Challenge
Reproduce all of the data that follows, character for character.

Records shown
________

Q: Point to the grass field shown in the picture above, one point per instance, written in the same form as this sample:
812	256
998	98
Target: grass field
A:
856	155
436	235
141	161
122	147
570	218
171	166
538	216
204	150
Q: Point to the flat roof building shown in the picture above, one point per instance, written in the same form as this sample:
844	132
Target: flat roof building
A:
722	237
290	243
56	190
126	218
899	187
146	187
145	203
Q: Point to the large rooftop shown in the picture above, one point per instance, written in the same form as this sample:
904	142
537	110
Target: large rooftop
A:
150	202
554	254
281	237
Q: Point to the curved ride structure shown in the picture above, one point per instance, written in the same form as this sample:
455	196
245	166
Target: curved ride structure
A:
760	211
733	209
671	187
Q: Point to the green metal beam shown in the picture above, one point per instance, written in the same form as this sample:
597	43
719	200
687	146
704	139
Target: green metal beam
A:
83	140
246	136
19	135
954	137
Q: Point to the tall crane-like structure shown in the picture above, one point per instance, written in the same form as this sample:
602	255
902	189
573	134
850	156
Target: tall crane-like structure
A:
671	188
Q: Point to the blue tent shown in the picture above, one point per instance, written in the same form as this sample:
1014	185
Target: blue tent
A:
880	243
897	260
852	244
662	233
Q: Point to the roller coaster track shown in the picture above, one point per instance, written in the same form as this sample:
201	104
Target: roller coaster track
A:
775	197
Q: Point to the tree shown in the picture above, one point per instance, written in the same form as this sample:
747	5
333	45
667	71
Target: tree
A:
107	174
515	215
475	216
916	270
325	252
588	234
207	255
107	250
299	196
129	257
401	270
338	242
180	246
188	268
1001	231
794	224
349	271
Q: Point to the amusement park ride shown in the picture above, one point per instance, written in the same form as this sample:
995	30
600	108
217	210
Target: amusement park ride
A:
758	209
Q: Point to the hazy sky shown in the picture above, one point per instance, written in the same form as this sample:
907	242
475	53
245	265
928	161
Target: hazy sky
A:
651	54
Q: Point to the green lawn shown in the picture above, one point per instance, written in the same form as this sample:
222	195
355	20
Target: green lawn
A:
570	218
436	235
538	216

________

Complete output
Q: Point to the grass field shown in the picture above, one point per instance, written in the same form as this sample:
812	256
998	98
Target: grass field
A:
856	155
436	235
141	161
122	147
570	218
171	166
538	216
204	150
Q: Point to the flat roof building shown in the picture above, one point per instance, written in the same form as this sample:
844	132
Target: flat roof building
A:
722	237
290	243
56	190
126	218
899	187
146	187
145	203
Q: Point to the large rooftop shown in the picture above, one point per instance, written in the same form as this sample:
904	142
537	110
Target: large rooftop
A:
150	202
554	254
281	237
Q: Point to the curved ride structure shown in the picture above, one point per instance, written in the same form as this sample:
455	196
245	166
Target: curved ride structure
A:
760	211
733	209
671	187
Q: Point to the green metal beam shown in the picture above, one point per instance, written in the same form as this sample:
597	43
719	200
687	146
704	139
Target: green metal beam
A:
83	140
246	136
19	135
954	137
Q: Point to the tall crane-like structure shown in the picture above, one point per instance, written in the same form as this sample:
602	255
902	189
573	134
850	156
Target: tall crane-like structure
A:
671	188
Q: Point to the blue tent shown in the picture above, one point per instance, written in the same form as this sample:
1014	185
Target: blue tent
A:
880	243
897	260
852	244
662	233
Q: Point to the roller coaster track shown in the picture above, one point per instance, written in the same form as this sample:
201	104
Target: roller coaster track
A:
775	197
Q: Point to the tree shown in the picture above, one point per instance, written in the same form as this sample:
747	5
333	45
667	71
Target: tree
A:
107	174
515	215
475	216
916	270
325	252
588	234
207	255
107	250
299	196
129	257
401	270
338	242
180	246
188	268
1001	231
794	224
349	271
Q: Point to the amusement park ride shown in the picture above, one point per instance, written in the same form as this sample:
995	30
600	108
217	210
Target: amusement park ride
A:
758	209
Q: Point to the hazy sky shown in the picture above, one point per instance, written in the same form as this sample:
907	242
475	53
245	265
928	161
Target: hazy sky
A:
651	54
Q: Point to the green lawn shown in the picture above, one point per instance, written in the same form as this sample:
222	195
355	20
Target: green lawn
A:
570	218
436	235
538	216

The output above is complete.